# What you need to do:
Extract every line of the records below that contains the word "door", treating uppercase and lowercase as different.

Rows from a dataset
--------------------------------------------------
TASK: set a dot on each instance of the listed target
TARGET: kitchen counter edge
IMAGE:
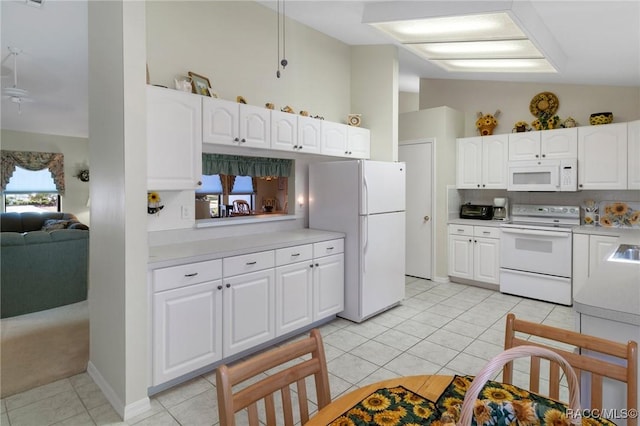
(196, 251)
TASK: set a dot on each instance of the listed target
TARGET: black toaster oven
(476, 211)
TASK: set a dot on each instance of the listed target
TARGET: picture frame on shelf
(200, 84)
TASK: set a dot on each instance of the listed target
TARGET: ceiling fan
(16, 94)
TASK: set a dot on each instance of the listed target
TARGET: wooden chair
(598, 368)
(241, 207)
(226, 377)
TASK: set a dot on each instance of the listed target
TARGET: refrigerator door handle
(365, 241)
(365, 195)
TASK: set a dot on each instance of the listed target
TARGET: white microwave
(543, 175)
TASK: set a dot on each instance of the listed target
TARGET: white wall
(513, 99)
(374, 90)
(233, 43)
(118, 263)
(444, 124)
(76, 158)
(408, 102)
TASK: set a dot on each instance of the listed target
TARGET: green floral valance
(215, 164)
(33, 161)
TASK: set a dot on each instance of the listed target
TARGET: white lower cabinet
(474, 253)
(588, 254)
(206, 311)
(187, 319)
(248, 311)
(294, 288)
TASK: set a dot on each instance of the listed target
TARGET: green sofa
(42, 269)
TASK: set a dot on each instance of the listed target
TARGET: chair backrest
(270, 202)
(227, 376)
(597, 367)
(241, 207)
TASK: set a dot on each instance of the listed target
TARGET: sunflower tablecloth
(498, 404)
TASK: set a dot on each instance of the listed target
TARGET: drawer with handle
(286, 256)
(245, 263)
(486, 231)
(184, 275)
(461, 230)
(326, 248)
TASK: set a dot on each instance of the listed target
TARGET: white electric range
(536, 252)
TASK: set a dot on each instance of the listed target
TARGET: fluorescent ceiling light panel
(488, 42)
(477, 49)
(490, 26)
(496, 65)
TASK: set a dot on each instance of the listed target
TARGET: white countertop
(197, 251)
(603, 230)
(613, 291)
(475, 222)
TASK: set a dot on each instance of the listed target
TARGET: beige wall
(374, 90)
(577, 101)
(233, 43)
(76, 158)
(443, 125)
(119, 357)
(408, 102)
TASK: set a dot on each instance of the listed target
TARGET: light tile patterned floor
(439, 329)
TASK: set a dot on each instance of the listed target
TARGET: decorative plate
(619, 214)
(544, 102)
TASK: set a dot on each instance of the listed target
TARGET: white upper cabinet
(546, 144)
(220, 121)
(284, 131)
(482, 162)
(341, 140)
(602, 156)
(633, 141)
(334, 139)
(559, 143)
(359, 142)
(309, 135)
(231, 123)
(255, 125)
(174, 139)
(524, 146)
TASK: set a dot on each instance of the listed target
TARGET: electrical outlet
(186, 212)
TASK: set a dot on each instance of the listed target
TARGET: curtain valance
(214, 164)
(33, 161)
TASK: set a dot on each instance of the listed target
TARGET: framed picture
(200, 84)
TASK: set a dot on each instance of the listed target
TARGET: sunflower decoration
(544, 106)
(487, 122)
(387, 407)
(153, 203)
(619, 214)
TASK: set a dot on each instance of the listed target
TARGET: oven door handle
(536, 232)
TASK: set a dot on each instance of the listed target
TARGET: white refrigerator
(365, 200)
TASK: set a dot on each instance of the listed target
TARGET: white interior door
(419, 230)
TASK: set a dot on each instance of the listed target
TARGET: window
(31, 191)
(211, 191)
(243, 190)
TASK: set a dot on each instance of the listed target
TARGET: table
(429, 387)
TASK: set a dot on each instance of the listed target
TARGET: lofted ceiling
(598, 43)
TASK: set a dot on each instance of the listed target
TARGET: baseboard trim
(124, 411)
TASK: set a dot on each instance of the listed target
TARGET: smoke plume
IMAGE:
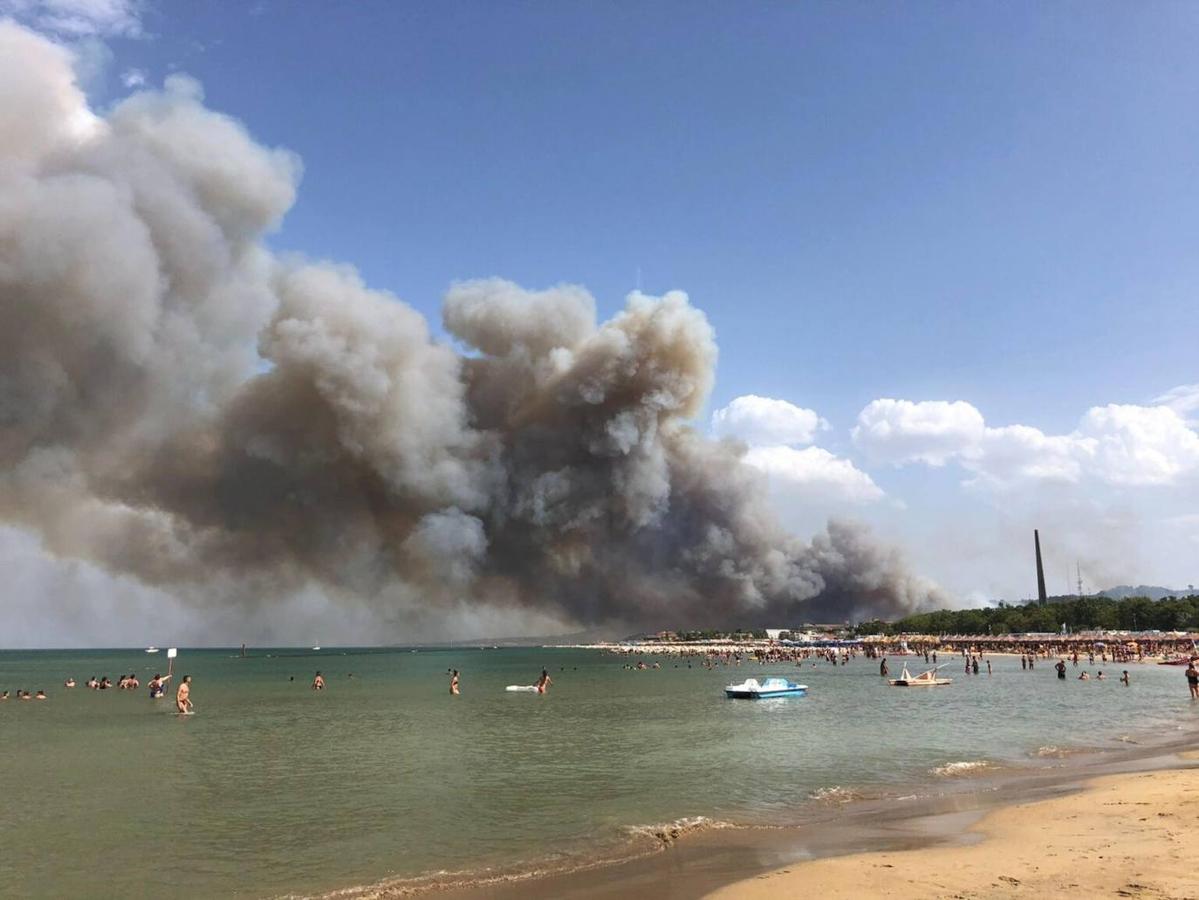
(181, 406)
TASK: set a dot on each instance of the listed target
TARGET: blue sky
(990, 203)
(994, 204)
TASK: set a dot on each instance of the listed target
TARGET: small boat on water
(772, 687)
(907, 680)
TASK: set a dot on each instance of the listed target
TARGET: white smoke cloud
(243, 432)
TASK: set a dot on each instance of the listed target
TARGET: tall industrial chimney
(1041, 571)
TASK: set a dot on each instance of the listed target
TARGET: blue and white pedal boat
(772, 687)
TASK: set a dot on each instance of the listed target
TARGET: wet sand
(1127, 835)
(1132, 808)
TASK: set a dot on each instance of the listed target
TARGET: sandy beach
(1127, 835)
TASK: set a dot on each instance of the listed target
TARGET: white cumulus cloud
(1115, 445)
(932, 432)
(78, 18)
(766, 421)
(815, 472)
(1182, 399)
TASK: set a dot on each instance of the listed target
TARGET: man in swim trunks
(158, 686)
(184, 695)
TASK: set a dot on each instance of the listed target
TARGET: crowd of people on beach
(974, 652)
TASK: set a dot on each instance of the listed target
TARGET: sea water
(273, 789)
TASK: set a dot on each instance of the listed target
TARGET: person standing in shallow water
(184, 695)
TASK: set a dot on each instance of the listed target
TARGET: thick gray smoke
(179, 405)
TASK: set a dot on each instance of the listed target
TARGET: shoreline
(735, 858)
(1131, 843)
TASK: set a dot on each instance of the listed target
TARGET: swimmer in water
(158, 686)
(184, 695)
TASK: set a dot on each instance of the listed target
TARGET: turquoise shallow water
(273, 789)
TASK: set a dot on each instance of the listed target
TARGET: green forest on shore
(1086, 612)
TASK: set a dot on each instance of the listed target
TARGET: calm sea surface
(272, 787)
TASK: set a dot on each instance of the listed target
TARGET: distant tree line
(1132, 614)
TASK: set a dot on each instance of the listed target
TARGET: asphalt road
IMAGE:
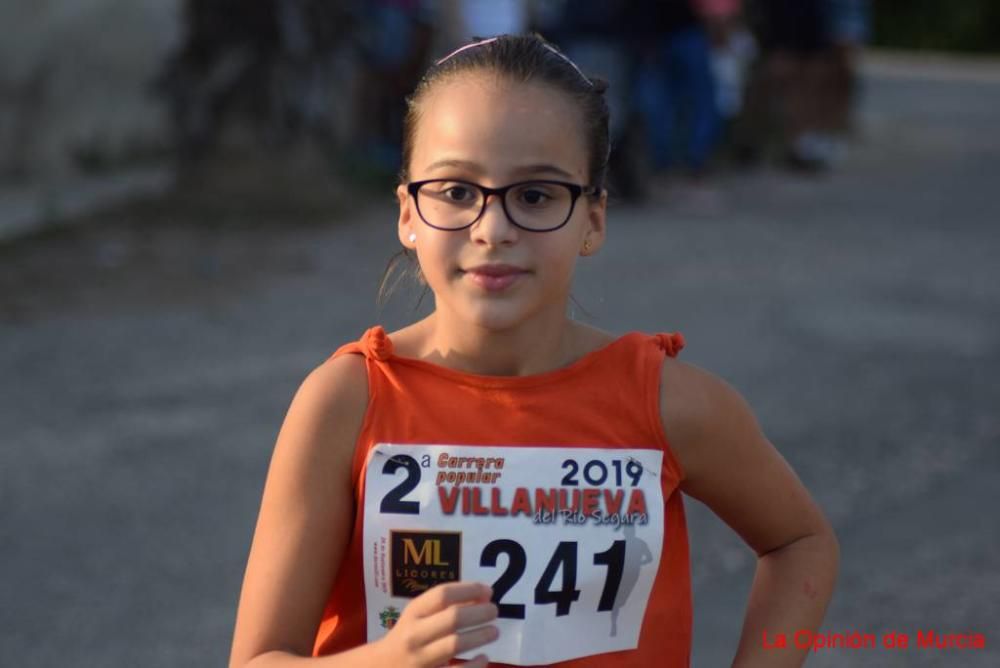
(145, 371)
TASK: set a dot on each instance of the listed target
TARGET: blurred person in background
(807, 79)
(598, 36)
(850, 30)
(676, 89)
(486, 18)
(395, 42)
(733, 50)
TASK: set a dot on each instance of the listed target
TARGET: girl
(497, 475)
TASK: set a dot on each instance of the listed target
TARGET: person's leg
(694, 85)
(653, 100)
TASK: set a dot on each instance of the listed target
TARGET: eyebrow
(542, 168)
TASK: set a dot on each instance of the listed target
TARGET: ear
(597, 221)
(405, 226)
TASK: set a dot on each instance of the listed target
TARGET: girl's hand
(429, 632)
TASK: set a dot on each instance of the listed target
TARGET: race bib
(569, 537)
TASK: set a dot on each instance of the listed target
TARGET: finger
(480, 661)
(450, 620)
(445, 649)
(442, 596)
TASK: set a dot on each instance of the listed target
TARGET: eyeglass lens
(535, 205)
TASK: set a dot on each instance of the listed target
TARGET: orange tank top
(605, 403)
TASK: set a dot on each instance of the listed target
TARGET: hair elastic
(493, 39)
(463, 48)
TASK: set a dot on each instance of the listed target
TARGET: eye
(458, 193)
(534, 195)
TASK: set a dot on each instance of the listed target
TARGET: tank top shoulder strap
(374, 344)
(670, 343)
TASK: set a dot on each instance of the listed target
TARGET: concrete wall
(74, 80)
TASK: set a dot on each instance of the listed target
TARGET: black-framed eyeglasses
(536, 206)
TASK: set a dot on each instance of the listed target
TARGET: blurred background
(196, 209)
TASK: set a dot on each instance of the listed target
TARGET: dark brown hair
(522, 59)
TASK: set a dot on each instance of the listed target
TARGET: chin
(496, 317)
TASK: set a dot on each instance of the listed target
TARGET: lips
(495, 270)
(494, 277)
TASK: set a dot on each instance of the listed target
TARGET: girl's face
(494, 132)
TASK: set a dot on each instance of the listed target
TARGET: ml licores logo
(422, 559)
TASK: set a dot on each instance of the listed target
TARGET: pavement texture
(147, 360)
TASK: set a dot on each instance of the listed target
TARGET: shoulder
(326, 414)
(704, 417)
(337, 388)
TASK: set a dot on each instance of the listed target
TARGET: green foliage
(944, 25)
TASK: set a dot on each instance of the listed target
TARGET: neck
(543, 343)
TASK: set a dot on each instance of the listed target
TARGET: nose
(493, 227)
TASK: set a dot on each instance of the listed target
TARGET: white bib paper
(569, 537)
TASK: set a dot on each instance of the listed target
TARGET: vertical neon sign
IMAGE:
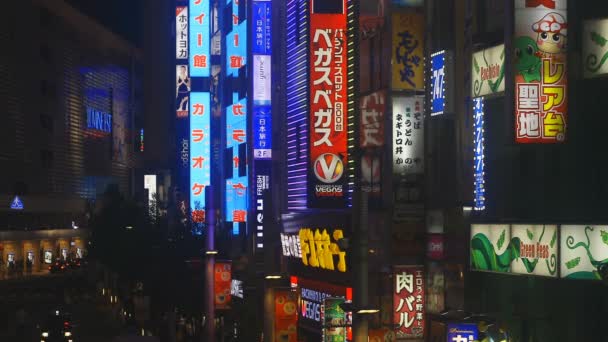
(237, 177)
(261, 25)
(479, 155)
(200, 110)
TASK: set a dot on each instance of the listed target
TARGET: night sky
(123, 17)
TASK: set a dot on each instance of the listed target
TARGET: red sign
(409, 301)
(372, 120)
(221, 285)
(328, 108)
(286, 316)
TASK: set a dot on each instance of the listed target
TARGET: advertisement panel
(408, 135)
(479, 163)
(262, 27)
(200, 152)
(407, 51)
(541, 99)
(520, 249)
(537, 252)
(261, 80)
(286, 316)
(182, 91)
(488, 71)
(595, 49)
(222, 285)
(328, 105)
(334, 320)
(200, 39)
(181, 32)
(490, 247)
(462, 332)
(439, 73)
(409, 302)
(584, 249)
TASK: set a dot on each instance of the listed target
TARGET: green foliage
(501, 240)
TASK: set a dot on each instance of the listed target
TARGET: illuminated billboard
(409, 301)
(181, 32)
(408, 135)
(479, 175)
(488, 71)
(328, 105)
(540, 45)
(200, 39)
(408, 51)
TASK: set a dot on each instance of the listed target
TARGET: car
(58, 266)
(57, 327)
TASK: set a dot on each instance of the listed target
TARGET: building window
(46, 121)
(46, 158)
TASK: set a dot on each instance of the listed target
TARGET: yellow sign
(318, 250)
(407, 52)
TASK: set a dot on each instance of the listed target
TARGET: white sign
(595, 47)
(291, 246)
(408, 135)
(236, 288)
(583, 249)
(261, 80)
(488, 71)
(181, 32)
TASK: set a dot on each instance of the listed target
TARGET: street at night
(303, 171)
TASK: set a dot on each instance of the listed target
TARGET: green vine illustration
(592, 64)
(484, 256)
(570, 264)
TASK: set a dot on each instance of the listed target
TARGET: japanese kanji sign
(488, 71)
(541, 76)
(328, 109)
(408, 51)
(408, 135)
(320, 249)
(409, 301)
(479, 186)
(595, 47)
(200, 38)
(181, 32)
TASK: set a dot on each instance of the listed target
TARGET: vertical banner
(221, 285)
(181, 32)
(237, 193)
(328, 105)
(541, 76)
(408, 135)
(409, 302)
(479, 191)
(407, 51)
(334, 320)
(200, 47)
(285, 316)
(371, 141)
(182, 91)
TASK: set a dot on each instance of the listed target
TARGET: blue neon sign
(463, 332)
(200, 45)
(262, 28)
(479, 155)
(438, 68)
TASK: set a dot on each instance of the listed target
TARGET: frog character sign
(540, 42)
(584, 249)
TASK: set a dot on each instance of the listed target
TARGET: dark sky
(123, 17)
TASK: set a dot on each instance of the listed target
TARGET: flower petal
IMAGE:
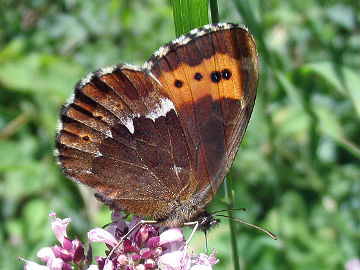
(109, 265)
(34, 266)
(93, 267)
(171, 235)
(45, 254)
(174, 260)
(101, 235)
(55, 264)
(59, 228)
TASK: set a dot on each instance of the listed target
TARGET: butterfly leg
(196, 225)
(137, 225)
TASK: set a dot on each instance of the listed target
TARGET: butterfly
(157, 140)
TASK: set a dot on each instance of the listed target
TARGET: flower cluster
(146, 247)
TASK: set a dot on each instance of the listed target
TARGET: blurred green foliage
(297, 171)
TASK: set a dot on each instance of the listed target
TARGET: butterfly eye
(226, 74)
(197, 76)
(178, 83)
(215, 76)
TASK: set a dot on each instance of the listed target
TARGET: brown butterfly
(157, 140)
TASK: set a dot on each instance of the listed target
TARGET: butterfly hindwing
(211, 76)
(120, 134)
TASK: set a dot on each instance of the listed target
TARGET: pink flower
(146, 247)
(61, 257)
(353, 264)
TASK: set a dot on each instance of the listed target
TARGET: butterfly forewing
(120, 135)
(158, 140)
(211, 76)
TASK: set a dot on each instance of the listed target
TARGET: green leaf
(189, 14)
(41, 74)
(349, 85)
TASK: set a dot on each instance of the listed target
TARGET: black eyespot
(226, 74)
(178, 83)
(197, 76)
(215, 76)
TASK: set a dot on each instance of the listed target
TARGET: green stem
(214, 11)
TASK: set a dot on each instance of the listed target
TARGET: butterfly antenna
(273, 236)
(231, 209)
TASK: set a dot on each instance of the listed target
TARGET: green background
(297, 171)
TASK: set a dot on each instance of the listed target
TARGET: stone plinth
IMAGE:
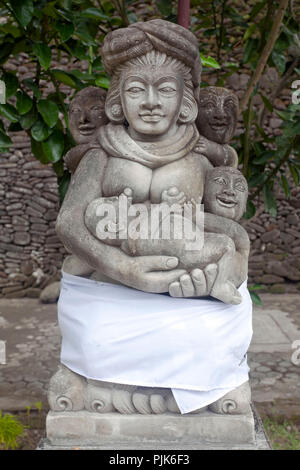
(206, 430)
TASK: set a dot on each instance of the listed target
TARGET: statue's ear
(114, 111)
(188, 111)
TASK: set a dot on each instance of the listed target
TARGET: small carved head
(226, 192)
(153, 84)
(87, 114)
(218, 114)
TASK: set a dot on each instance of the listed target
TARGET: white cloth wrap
(195, 346)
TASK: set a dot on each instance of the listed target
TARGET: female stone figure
(155, 68)
(149, 147)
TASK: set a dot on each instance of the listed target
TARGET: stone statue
(165, 147)
(225, 197)
(86, 116)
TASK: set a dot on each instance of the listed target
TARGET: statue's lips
(151, 117)
(219, 126)
(86, 129)
(226, 202)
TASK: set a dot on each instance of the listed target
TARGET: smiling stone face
(87, 114)
(226, 192)
(151, 100)
(218, 112)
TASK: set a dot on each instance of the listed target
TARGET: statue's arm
(217, 154)
(147, 273)
(85, 186)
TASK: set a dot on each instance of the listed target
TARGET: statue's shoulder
(84, 152)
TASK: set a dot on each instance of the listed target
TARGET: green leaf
(295, 174)
(266, 102)
(24, 103)
(23, 9)
(279, 61)
(29, 83)
(256, 9)
(38, 152)
(64, 77)
(250, 48)
(63, 184)
(43, 54)
(256, 179)
(28, 119)
(103, 82)
(65, 30)
(5, 141)
(255, 298)
(49, 111)
(11, 83)
(209, 62)
(269, 201)
(285, 185)
(263, 158)
(40, 131)
(53, 147)
(94, 14)
(250, 210)
(9, 112)
(250, 30)
(83, 34)
(164, 7)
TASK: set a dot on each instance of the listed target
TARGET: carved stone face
(218, 112)
(151, 99)
(87, 114)
(226, 193)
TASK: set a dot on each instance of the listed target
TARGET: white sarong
(195, 346)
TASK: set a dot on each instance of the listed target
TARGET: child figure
(223, 242)
(216, 123)
(86, 116)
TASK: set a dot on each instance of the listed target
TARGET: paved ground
(32, 343)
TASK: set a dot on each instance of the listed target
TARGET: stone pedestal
(113, 431)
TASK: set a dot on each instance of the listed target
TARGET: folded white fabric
(195, 346)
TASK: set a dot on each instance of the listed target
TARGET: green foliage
(10, 430)
(75, 28)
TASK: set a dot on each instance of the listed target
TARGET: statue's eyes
(240, 187)
(135, 90)
(220, 180)
(167, 89)
(229, 104)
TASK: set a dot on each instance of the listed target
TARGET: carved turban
(172, 39)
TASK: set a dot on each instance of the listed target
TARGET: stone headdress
(138, 39)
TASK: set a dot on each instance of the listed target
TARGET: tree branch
(283, 4)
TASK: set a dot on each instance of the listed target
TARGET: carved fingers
(197, 283)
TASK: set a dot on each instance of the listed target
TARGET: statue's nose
(151, 99)
(84, 117)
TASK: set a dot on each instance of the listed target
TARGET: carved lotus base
(89, 414)
(69, 391)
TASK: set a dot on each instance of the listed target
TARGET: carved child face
(151, 99)
(217, 116)
(226, 193)
(87, 114)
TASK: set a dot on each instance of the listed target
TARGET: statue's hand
(152, 273)
(197, 283)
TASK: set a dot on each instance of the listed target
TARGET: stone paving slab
(32, 338)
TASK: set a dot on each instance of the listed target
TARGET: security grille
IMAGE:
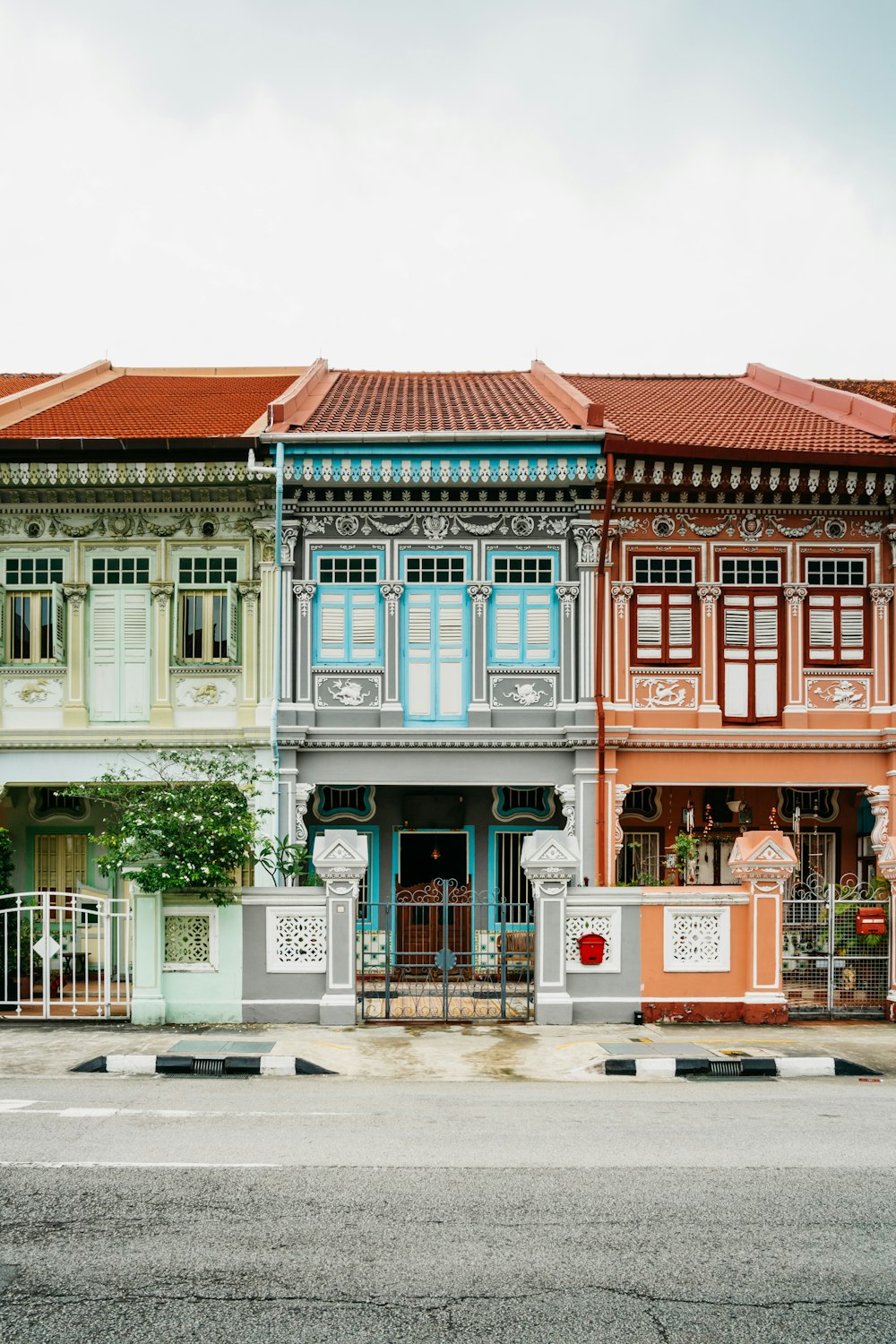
(441, 952)
(831, 969)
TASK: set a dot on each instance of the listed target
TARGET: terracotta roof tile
(158, 406)
(21, 382)
(879, 389)
(406, 403)
(718, 411)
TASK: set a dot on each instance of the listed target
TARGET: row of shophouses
(579, 688)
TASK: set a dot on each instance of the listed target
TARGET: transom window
(833, 572)
(34, 570)
(207, 569)
(522, 569)
(435, 569)
(349, 569)
(750, 569)
(121, 569)
(664, 569)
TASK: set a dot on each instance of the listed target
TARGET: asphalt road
(335, 1210)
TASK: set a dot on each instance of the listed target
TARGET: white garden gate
(65, 954)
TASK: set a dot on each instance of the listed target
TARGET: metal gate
(831, 969)
(445, 953)
(65, 954)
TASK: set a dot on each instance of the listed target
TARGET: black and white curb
(782, 1066)
(207, 1066)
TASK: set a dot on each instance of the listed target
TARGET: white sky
(616, 185)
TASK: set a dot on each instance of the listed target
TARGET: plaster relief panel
(665, 693)
(528, 693)
(35, 693)
(845, 693)
(215, 693)
(349, 693)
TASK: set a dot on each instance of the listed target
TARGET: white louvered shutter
(538, 628)
(821, 628)
(649, 625)
(852, 628)
(680, 626)
(508, 628)
(363, 625)
(331, 613)
(134, 682)
(104, 666)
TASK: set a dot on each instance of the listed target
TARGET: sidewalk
(458, 1053)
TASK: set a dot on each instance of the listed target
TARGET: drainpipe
(277, 472)
(598, 674)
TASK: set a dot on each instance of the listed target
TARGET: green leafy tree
(191, 823)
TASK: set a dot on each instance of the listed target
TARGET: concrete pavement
(449, 1053)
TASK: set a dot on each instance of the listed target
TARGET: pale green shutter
(58, 623)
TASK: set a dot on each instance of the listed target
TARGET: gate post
(147, 999)
(340, 859)
(764, 859)
(887, 868)
(551, 860)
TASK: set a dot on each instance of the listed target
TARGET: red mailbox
(871, 919)
(591, 949)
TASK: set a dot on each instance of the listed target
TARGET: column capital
(880, 596)
(796, 596)
(708, 594)
(74, 593)
(161, 593)
(392, 596)
(306, 590)
(249, 590)
(621, 594)
(478, 594)
(567, 596)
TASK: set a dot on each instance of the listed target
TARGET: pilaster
(74, 714)
(392, 710)
(478, 712)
--------------------------------------------------
# Completed task:
TARGET: refrigerator door handle
TARGET: oven door handle
TARGET: white interior door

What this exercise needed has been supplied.